[Text excerpt]:
□ □ □

Here is the latest from Julia Computing
BL
G

Finding ioctls with Clang and Cxx.jl

21 February 2017 | Keno Fischer

Among the more popular tools in the linux debugging toolbox is strace, which allows users to easily trace and print out all system calls made by a program (as well as the arguments to these system calls). I recently found myself writing a similar tool to trace all the requests made to a proprietary network driver. I had access to the sources of the userspace-facing API for this driver, but strace proper did not know about it. I thus took this opportunity to write a general tool to extract ioctls from header files. The result is a compelling, but nevertheless compact enough for a blog post, application of Cxx.jl, the Julia-C++ FFI and Clang, LLVM's C/C++ compiler project. In this blog post, I will walk you through my approach to this problem, highlighting both how to use Cxx.jl, and how to use the Clang C++ API. I will be focusing solely on extracing this data from header files. How to use it to write an strace like tool is a topic for another time.

Aside: About Cxx.jl

If you already know about Cxx.jl, feel free to move on to the next section. Cxx.jl is a julia package (available though the julia package manager), that allows julia to seamlessly interact with C++ code. It does this by taking advantage of Julia's capabilities for staged code generation to put an actual C++ compiler into julia's compilation pipeline. This looks roughtly as follows:

  1. Julia parses code in julia syntax

  2. The Cxx.jl package provides macros that translate from Julia to C++ code (either by punning on julia syntax, or by providing a string macro that allows the user to write C++ code directly). The package remembers what C++ code the user wants to run and leaves behind a generated function (basically a way for to ask the compiler to call back into the package when it wants to generate code for this particular function).

□ □ □

[Written task 1]: Say whether each statement below agrees with the post on finding ioctls with Clang and Cxx.jl, answering yes or no and quoting the deciding words of the post. (a) The author could see the sources of the driver's userspace-facing API. (b) The post explains how to use the extracted data to build a tool like strace. (c) Cxx.jl puts an actual C++ compiler into julia's compilation pipeline.

□ □ □

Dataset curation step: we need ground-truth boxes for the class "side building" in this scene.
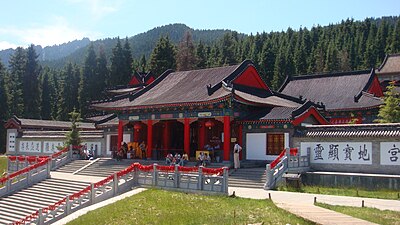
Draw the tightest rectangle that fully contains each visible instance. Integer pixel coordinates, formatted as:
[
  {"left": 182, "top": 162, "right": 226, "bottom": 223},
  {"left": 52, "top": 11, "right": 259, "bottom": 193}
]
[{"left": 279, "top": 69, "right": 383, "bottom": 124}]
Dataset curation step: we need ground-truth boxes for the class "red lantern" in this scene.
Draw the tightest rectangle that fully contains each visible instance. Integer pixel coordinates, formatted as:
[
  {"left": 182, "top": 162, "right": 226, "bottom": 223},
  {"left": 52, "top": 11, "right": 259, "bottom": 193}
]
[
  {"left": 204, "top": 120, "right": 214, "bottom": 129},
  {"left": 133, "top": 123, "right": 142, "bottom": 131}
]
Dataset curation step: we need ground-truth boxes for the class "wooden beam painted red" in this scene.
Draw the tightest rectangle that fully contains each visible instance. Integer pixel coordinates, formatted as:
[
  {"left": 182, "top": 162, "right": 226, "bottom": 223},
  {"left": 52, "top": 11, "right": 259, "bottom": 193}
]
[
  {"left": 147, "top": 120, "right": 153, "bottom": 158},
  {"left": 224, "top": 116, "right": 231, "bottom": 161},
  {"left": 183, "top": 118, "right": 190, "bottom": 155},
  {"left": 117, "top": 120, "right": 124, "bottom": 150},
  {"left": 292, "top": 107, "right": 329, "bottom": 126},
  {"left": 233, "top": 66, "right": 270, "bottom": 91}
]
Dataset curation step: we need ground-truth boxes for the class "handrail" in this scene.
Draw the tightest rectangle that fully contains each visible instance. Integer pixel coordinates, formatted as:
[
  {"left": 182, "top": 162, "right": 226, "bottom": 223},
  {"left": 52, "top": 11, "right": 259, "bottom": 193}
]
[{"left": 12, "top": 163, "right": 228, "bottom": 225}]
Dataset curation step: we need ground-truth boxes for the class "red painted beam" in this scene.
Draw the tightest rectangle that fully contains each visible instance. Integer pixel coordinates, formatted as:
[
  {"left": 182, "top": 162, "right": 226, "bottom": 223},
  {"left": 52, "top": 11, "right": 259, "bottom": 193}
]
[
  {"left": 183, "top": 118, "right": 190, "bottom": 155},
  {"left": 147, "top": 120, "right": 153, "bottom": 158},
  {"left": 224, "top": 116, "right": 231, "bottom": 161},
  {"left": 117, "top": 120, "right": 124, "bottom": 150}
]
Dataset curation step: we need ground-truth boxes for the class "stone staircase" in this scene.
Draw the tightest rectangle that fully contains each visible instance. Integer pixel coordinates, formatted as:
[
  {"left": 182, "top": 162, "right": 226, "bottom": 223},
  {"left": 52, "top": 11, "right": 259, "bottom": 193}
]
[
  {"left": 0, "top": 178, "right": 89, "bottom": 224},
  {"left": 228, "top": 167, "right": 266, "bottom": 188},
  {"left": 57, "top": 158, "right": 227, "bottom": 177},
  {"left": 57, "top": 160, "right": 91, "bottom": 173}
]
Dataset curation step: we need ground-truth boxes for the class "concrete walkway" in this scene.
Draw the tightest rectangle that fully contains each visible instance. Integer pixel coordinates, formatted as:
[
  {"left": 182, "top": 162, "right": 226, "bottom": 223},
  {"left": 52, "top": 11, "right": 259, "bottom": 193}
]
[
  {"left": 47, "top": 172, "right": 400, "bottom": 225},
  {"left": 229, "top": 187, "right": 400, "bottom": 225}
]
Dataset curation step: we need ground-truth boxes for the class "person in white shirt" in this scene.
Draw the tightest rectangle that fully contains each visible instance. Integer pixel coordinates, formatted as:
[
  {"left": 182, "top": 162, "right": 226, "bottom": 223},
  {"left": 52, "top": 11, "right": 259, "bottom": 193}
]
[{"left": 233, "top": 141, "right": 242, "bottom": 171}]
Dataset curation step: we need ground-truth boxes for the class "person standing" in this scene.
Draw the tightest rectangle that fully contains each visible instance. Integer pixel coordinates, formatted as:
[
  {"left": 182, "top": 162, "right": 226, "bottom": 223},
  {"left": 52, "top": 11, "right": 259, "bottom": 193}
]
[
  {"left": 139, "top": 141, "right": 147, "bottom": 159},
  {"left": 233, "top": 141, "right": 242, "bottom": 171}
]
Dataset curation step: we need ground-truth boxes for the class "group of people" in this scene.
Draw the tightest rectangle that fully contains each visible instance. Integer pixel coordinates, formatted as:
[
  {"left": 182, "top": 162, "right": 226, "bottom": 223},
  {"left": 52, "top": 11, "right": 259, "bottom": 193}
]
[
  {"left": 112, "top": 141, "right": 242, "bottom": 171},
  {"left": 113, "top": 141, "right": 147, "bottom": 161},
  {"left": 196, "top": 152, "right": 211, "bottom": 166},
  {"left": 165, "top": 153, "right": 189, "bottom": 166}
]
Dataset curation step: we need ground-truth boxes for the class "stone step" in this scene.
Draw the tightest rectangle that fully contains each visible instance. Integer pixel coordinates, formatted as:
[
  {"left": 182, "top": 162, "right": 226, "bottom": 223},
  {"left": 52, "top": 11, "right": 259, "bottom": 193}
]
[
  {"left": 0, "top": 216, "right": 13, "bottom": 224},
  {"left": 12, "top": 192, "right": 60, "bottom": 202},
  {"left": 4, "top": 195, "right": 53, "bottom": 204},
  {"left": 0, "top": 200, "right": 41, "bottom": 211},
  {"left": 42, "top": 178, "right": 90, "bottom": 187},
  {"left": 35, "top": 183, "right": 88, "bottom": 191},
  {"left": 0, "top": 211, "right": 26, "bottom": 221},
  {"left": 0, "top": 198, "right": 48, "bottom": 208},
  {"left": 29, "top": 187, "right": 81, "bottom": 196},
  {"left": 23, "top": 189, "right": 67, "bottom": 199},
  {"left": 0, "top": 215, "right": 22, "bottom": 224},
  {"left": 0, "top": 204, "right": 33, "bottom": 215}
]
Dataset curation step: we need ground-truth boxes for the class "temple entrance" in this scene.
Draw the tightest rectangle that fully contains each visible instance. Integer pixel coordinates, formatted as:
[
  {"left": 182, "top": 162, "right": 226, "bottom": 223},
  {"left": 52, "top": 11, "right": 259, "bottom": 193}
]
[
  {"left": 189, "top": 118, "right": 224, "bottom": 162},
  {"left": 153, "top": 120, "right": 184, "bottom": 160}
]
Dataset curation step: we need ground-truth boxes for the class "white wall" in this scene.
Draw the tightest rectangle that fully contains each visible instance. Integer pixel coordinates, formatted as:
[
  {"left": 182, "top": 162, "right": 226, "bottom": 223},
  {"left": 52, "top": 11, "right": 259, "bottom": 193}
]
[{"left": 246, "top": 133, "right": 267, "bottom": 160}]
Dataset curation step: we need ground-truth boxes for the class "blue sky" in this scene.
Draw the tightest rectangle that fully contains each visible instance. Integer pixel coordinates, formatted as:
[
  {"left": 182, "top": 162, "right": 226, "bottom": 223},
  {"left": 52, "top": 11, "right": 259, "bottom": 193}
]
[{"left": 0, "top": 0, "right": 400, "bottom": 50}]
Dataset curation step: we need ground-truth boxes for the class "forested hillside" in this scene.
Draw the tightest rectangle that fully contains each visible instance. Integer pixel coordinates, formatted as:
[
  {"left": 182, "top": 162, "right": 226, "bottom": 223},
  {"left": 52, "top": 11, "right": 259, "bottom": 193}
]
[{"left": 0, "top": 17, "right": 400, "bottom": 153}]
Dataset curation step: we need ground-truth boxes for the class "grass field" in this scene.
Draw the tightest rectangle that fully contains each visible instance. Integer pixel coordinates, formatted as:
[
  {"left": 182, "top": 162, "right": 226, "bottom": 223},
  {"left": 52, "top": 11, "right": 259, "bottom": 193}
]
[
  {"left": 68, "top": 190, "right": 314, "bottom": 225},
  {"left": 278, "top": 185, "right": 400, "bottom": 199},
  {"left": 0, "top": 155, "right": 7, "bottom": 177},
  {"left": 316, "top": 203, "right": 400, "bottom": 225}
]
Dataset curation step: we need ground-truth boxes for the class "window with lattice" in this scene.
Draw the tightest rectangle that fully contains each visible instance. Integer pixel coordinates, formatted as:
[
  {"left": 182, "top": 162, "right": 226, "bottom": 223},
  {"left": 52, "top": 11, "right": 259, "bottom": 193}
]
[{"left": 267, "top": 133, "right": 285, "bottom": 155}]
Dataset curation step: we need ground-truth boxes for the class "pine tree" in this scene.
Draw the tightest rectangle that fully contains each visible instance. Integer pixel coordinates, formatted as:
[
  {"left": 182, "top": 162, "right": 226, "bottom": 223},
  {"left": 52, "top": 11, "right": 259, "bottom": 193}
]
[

□ □ □

[Written task 2]: Filter the records, keeping every line that contains the string "white".

[Complete answer 1]:
(a) Yes: "I had access to the sources of the userspace-facing API for this driver"
(b) No: "How to use it to write an strace like tool is a topic for another time."
(c) Yes: "to put an actual C++ compiler into julia's compilation pipeline"

[Complete answer 2]:
Dataset curation step: we need ground-truth boxes for the class "person in white shirt" in this scene.
Dataset curation step: we need ground-truth boxes for the class "white wall" in this scene.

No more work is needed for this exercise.